PROBLEM REQUIREMENTS:
From the data underneath, reproduce exactly the stretch that begins at the line with "green beans in" and ends after the line with "the green bean".

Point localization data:
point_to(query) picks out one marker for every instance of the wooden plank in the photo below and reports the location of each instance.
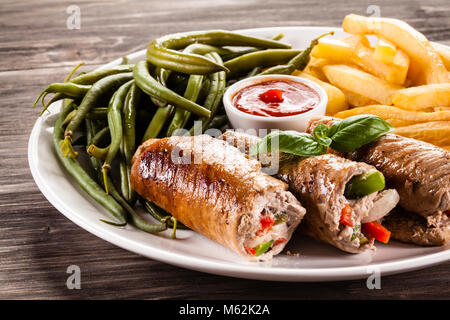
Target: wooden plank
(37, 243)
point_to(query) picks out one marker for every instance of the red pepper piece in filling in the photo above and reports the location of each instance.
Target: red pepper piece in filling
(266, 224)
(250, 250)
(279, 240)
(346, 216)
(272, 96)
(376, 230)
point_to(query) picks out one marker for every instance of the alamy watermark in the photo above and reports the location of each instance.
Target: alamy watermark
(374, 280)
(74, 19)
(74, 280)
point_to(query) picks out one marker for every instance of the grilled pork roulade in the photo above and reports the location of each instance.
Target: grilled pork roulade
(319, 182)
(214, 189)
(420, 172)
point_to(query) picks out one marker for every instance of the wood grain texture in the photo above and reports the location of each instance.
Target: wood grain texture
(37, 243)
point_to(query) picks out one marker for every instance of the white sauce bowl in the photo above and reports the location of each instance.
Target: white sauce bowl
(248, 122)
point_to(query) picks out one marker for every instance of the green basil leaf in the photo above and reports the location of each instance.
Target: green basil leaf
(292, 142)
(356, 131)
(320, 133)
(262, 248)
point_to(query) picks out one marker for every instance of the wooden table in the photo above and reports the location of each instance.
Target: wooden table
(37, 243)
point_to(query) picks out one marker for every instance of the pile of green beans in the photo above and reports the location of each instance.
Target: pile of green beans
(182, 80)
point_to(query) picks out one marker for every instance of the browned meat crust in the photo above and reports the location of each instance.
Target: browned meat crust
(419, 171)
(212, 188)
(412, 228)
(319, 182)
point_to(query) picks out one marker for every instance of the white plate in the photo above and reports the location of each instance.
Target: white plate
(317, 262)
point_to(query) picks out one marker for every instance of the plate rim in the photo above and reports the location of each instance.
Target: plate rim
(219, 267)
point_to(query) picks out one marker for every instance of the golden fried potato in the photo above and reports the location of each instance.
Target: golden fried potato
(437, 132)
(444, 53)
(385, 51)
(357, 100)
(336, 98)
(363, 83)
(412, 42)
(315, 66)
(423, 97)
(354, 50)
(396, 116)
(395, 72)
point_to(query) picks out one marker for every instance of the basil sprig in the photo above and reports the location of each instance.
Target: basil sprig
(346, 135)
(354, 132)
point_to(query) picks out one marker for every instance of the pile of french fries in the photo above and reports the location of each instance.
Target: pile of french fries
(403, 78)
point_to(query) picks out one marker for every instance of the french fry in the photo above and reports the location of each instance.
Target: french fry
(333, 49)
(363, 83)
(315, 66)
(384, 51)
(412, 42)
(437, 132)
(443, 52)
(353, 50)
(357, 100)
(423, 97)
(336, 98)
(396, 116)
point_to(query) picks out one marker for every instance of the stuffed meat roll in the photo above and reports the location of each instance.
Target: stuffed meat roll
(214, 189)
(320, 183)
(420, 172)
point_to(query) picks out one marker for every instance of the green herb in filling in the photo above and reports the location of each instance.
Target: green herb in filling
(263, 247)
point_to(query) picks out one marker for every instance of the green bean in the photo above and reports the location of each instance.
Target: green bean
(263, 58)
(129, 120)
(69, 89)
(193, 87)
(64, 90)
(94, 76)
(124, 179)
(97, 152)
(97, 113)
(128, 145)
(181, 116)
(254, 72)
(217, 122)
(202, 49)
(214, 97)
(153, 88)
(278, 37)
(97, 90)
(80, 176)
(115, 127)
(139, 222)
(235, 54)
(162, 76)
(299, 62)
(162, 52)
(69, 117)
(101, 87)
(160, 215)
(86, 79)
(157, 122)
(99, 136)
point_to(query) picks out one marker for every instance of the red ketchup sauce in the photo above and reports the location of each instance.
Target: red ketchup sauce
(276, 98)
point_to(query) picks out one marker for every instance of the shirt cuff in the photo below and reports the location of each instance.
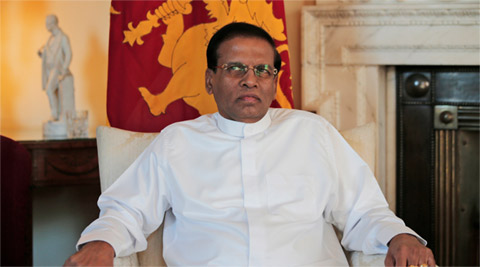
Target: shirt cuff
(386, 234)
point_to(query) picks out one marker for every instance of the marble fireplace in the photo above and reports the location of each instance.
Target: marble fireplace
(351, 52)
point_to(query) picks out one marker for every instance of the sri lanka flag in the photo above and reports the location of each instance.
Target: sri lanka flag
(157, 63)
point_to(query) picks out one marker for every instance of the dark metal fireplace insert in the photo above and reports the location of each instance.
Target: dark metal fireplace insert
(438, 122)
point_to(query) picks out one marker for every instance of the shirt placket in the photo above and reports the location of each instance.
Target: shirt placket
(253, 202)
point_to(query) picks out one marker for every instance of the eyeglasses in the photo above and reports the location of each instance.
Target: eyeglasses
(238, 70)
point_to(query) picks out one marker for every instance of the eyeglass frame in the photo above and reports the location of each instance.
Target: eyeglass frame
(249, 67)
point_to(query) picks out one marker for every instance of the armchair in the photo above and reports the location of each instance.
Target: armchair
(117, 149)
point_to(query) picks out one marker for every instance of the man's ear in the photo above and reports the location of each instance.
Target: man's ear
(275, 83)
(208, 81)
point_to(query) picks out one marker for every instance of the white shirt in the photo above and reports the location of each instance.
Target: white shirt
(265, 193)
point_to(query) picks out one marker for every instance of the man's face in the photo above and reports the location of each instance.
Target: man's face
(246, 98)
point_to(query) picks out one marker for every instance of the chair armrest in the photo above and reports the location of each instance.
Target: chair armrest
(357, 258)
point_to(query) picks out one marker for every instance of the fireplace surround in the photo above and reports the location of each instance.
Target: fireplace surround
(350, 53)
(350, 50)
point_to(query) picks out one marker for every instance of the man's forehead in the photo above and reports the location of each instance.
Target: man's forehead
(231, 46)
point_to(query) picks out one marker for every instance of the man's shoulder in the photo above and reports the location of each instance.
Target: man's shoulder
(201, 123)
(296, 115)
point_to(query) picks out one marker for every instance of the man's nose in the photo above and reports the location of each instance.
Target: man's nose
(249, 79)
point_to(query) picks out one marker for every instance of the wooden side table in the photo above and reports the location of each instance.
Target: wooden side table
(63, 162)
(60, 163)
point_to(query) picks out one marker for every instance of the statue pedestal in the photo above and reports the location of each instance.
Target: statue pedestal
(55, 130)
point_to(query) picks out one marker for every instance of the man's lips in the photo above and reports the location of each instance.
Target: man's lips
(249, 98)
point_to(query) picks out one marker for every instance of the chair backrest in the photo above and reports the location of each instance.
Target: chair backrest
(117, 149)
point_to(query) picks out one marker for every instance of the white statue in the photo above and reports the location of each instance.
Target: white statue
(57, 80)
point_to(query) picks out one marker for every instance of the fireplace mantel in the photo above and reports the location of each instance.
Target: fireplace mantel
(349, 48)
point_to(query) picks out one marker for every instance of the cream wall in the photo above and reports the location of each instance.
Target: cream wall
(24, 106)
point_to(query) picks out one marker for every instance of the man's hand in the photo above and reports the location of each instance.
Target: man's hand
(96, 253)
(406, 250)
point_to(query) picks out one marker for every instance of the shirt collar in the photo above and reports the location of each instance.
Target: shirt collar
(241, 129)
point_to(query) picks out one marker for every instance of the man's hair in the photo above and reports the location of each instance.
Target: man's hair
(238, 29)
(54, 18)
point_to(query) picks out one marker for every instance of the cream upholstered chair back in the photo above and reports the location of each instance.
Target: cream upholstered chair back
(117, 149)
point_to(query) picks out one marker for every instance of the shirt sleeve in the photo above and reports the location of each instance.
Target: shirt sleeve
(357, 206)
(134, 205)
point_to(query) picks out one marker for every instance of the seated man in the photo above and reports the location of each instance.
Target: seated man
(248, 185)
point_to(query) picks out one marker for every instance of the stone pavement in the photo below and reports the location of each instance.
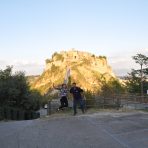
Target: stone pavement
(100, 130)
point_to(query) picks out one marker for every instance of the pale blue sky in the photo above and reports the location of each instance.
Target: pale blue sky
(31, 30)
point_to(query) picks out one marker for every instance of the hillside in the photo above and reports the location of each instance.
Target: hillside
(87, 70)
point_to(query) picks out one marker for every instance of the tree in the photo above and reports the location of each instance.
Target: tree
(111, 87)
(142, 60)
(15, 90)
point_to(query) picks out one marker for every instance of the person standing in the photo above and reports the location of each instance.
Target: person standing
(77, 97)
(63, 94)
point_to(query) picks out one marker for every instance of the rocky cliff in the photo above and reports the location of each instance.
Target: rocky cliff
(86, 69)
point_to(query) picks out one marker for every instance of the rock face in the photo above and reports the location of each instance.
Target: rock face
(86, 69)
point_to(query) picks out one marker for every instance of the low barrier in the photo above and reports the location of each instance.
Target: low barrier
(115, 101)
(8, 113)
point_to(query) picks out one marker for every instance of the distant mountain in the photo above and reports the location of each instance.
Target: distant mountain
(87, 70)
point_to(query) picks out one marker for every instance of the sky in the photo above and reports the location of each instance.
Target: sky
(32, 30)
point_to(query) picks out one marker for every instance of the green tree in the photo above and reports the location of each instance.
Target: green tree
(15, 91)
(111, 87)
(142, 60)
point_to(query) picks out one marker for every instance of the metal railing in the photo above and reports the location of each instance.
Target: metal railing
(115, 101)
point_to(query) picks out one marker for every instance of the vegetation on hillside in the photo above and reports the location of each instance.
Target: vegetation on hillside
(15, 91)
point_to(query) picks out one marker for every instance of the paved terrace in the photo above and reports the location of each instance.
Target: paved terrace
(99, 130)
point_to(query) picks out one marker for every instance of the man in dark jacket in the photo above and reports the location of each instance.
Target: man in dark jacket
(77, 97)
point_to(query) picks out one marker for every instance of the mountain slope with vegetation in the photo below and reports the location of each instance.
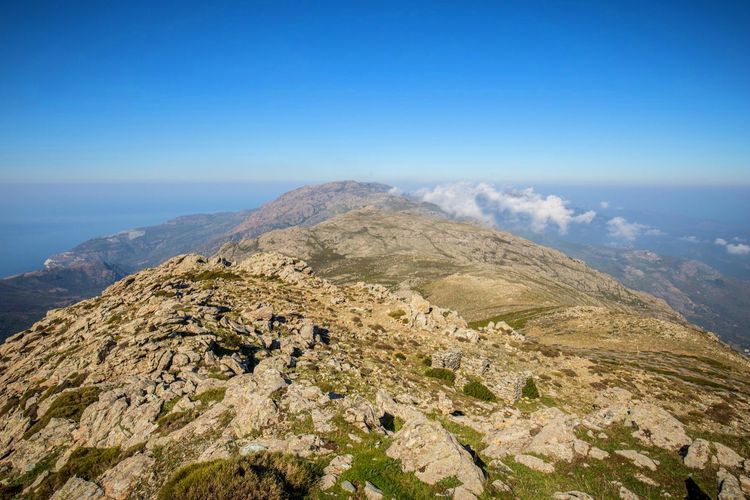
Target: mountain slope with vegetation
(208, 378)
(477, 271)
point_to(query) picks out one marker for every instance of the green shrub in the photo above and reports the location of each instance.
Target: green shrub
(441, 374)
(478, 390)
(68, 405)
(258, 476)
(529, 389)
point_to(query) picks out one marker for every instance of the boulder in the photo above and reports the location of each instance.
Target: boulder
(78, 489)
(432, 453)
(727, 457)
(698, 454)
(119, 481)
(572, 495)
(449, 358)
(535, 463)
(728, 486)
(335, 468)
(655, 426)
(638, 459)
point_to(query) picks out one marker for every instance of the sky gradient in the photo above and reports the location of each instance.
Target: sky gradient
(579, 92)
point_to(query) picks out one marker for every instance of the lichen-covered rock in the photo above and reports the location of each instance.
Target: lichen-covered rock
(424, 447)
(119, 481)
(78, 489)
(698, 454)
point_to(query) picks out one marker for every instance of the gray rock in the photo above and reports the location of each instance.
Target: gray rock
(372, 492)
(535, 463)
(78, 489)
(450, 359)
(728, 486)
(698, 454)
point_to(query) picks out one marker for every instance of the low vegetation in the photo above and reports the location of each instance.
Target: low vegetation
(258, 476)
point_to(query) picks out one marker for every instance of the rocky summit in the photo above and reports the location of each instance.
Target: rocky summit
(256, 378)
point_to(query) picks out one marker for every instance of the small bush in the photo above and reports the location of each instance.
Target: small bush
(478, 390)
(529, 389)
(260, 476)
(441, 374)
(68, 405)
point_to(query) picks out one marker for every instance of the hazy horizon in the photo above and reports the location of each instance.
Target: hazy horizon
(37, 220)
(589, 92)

---

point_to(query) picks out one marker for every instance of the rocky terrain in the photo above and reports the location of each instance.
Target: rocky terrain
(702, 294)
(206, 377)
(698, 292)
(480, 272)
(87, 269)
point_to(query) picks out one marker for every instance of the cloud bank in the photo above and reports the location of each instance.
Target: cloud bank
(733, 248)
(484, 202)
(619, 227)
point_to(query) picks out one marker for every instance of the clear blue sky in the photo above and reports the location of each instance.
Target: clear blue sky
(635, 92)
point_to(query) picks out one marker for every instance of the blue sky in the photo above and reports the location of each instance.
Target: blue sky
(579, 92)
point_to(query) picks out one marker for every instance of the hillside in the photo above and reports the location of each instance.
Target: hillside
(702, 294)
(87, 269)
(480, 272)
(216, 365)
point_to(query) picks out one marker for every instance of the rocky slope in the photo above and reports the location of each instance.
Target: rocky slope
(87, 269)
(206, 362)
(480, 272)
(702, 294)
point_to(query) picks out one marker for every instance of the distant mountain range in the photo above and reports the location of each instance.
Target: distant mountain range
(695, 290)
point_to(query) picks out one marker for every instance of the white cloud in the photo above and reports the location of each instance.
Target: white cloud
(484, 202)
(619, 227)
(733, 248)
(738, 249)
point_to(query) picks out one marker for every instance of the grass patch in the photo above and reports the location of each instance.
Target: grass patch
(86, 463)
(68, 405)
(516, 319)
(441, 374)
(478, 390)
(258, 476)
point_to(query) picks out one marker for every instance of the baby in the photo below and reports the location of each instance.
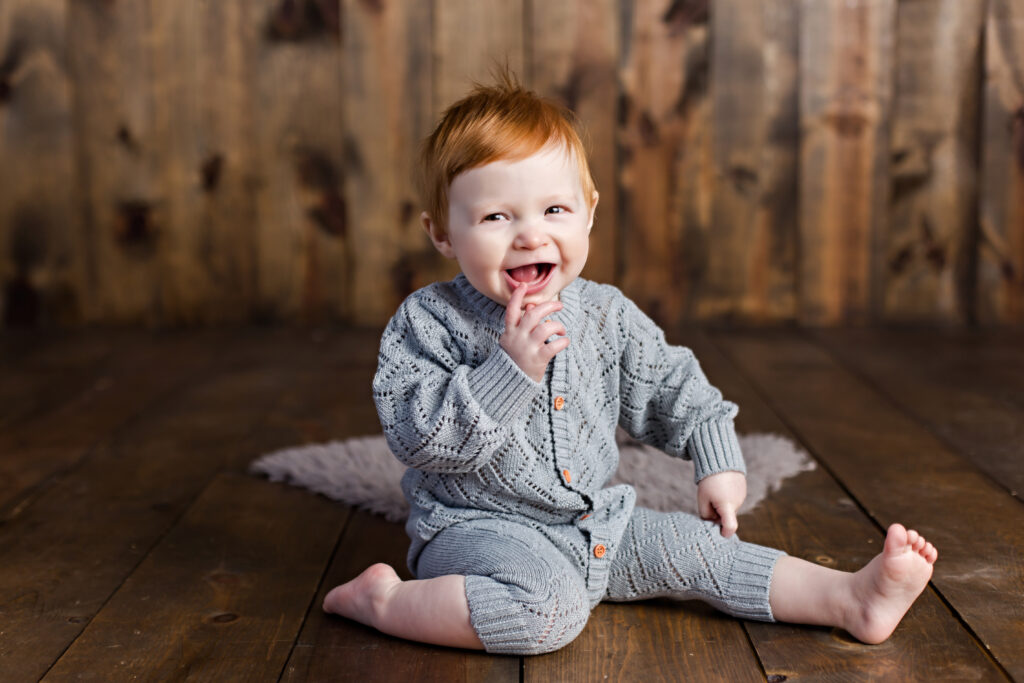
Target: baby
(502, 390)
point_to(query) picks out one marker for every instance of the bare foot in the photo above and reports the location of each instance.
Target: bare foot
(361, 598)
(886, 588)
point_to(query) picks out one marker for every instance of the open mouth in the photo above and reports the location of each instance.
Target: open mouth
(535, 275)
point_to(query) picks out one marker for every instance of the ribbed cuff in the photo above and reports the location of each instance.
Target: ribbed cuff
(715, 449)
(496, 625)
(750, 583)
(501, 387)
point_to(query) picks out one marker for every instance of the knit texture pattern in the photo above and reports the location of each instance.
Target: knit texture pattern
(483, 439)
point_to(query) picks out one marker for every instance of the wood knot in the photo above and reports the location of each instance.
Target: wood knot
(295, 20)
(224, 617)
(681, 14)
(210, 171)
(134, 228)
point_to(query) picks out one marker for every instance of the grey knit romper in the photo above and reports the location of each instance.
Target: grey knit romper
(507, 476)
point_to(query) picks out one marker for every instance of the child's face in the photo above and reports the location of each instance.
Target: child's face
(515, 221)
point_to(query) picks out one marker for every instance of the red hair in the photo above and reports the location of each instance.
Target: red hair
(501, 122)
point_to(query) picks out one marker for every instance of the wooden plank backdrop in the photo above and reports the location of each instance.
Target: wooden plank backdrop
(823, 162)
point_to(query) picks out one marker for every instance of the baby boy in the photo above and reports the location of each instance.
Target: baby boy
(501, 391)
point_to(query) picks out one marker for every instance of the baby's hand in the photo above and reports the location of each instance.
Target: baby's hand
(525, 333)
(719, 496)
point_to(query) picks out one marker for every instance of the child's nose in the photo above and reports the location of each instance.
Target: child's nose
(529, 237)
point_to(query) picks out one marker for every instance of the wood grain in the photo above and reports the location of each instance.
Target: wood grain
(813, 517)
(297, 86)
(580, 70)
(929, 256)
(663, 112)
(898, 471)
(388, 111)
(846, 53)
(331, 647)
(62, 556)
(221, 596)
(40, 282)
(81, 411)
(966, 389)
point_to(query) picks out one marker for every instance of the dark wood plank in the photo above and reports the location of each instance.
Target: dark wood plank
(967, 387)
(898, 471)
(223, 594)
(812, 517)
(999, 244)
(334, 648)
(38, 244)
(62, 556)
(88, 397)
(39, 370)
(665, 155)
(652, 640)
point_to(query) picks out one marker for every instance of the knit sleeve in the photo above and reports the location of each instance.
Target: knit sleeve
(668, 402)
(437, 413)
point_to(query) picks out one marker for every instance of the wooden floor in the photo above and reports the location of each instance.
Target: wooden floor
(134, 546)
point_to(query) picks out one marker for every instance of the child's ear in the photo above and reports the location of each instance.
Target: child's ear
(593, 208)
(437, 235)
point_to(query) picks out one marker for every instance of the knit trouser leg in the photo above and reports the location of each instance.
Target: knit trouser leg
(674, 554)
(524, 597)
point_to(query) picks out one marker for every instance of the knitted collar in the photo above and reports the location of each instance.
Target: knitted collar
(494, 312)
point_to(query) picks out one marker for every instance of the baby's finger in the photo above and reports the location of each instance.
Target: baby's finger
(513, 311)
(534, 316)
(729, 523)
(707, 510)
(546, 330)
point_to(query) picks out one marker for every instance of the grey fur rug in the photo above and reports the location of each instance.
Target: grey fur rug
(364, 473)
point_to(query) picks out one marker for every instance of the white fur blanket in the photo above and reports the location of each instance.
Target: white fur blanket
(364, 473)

FINAL ANSWER:
point_to(query) picks out one marker for every instance of the pile of green beans in the photo above and reports the location of each instance.
Target: pile of green beans
(182, 80)
point_to(query) picks out one marker for every instance of the browned meat crust in the photo above and reports the location of each instance.
Target: browned meat crust
(419, 171)
(212, 188)
(412, 228)
(319, 182)
point_to(query) picks out one marker for every instance of the white plate in the photo above and reports the location of each instance.
Target: white plate
(317, 262)
point_to(query) picks out one marker for every instance of the plate rim in the photo above and reports the location of each instance.
Target: plate rim
(219, 267)
point_to(query) picks out one marker for every instance of the golden fried potato in the photo above and reports the location of each instance.
Target: golden fried potato
(437, 132)
(444, 53)
(385, 51)
(357, 100)
(336, 98)
(363, 83)
(412, 42)
(315, 66)
(423, 97)
(354, 50)
(396, 116)
(395, 72)
point_to(query) picks out one marker for every instance of the basil sprig in the photo above and reports the location of each instance.
Target: basil sprig
(346, 135)
(354, 132)
point_to(query) picks out one marker for every instance of the pile of french fries in the photo above and reports the location of each instance.
Target: pile of french fries
(403, 78)
point_to(query) picks out one marker for every instance of the french fry in the photo above and reports the location of each instance.
Target: french fry
(333, 49)
(363, 83)
(315, 66)
(384, 51)
(412, 42)
(437, 132)
(443, 52)
(353, 50)
(357, 100)
(423, 97)
(336, 98)
(396, 116)
point_to(query) picks out one marker for every instance of the stuffed meat roll in the photo above and reports the location of each instance.
Target: stuffed meat roll
(214, 189)
(320, 183)
(420, 172)
point_to(query) picks out one marker for every instance of the green herb in filling in the photo above and reports the location of each instance.
Target: green herb in filling
(263, 247)
point_to(query) picks out one marker for every instance of the green bean in the photo above and reports the location of each instance.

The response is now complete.